◆ **Goal of the exercise**
Scan the entries below line by line and state how many lines contain the string "girl", giving only the number.

◆ **Records provided**
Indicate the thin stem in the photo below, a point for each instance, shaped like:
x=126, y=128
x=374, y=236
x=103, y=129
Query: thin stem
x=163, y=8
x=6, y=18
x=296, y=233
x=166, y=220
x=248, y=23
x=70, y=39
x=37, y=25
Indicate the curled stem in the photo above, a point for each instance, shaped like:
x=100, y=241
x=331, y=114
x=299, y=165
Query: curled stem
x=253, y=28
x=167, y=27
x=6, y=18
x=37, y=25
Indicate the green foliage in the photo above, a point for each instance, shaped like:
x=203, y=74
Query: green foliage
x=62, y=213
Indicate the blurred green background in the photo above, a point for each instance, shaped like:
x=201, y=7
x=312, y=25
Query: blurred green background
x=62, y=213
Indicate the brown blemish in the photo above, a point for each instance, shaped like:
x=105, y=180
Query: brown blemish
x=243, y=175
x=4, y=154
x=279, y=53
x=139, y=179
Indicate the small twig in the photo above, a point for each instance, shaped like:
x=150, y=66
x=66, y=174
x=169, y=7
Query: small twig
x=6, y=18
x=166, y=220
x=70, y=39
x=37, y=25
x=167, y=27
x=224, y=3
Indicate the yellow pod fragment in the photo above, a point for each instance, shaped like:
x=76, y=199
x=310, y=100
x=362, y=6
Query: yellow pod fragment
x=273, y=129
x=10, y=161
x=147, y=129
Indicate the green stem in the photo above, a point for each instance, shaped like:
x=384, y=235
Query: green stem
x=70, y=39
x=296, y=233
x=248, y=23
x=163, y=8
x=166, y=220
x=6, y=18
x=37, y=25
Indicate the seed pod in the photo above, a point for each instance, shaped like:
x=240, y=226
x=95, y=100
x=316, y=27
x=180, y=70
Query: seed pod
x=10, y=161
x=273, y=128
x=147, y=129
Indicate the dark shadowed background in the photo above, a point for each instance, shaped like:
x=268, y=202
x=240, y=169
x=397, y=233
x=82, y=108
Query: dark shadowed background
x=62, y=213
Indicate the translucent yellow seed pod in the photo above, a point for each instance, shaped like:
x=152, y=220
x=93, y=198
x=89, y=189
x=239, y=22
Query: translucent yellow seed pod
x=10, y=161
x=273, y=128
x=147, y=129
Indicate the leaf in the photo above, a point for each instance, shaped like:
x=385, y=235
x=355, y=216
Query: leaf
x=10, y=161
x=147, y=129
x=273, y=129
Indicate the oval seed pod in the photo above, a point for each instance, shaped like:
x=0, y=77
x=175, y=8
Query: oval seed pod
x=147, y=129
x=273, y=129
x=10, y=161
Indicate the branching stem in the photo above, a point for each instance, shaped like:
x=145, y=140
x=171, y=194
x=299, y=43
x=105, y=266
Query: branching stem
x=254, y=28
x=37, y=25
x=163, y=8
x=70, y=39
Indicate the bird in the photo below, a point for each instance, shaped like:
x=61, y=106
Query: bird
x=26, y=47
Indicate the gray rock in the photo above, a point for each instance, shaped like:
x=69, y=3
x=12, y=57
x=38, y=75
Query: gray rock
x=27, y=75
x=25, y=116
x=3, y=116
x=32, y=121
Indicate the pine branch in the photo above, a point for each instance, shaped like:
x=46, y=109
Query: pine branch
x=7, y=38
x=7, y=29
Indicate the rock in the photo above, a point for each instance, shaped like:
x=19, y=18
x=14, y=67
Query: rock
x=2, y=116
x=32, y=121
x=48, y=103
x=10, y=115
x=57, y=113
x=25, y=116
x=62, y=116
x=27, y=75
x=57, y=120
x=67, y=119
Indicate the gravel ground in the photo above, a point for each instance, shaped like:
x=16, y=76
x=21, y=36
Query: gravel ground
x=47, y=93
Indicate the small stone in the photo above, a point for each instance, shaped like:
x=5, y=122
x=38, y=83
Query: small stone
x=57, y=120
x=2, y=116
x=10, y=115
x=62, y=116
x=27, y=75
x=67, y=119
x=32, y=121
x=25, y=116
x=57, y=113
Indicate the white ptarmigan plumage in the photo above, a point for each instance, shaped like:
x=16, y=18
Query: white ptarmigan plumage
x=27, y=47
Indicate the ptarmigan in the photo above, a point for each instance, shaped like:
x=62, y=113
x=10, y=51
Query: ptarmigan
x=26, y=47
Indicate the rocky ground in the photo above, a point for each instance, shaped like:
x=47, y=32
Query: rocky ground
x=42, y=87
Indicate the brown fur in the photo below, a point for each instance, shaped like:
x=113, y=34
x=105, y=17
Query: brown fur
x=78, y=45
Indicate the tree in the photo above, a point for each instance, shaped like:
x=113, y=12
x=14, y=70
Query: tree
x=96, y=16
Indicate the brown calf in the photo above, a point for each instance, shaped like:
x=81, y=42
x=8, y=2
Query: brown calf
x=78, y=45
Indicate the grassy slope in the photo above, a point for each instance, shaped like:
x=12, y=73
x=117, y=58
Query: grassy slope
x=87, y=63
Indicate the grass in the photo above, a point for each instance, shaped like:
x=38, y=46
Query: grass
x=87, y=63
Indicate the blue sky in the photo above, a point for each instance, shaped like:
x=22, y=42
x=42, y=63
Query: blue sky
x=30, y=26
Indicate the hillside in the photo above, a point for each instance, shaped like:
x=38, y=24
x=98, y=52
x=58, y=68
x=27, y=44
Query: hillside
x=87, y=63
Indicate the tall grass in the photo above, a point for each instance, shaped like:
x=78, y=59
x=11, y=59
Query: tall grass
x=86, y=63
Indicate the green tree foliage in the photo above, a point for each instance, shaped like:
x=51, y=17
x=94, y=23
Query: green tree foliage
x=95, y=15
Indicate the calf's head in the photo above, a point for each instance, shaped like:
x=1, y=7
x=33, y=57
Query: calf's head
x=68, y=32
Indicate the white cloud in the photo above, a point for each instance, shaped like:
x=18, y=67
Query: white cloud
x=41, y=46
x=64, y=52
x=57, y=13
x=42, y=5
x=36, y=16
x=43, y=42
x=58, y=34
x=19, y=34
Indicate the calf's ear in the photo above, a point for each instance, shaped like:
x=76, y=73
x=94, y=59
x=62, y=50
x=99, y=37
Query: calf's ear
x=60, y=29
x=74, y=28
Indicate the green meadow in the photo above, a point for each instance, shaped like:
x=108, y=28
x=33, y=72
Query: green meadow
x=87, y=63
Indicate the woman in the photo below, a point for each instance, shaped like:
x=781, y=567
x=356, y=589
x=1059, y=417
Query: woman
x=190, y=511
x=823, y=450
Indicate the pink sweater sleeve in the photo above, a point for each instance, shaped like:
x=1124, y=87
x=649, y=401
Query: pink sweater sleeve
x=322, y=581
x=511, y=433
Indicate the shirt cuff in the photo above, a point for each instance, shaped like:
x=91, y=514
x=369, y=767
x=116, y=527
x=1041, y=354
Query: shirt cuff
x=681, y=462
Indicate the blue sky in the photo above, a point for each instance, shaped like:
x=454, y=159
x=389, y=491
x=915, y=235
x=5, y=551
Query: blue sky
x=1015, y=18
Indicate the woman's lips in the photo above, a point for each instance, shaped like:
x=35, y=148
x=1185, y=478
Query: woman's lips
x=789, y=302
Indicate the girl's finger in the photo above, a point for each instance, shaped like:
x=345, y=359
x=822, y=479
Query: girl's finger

◆ **Task answer**
2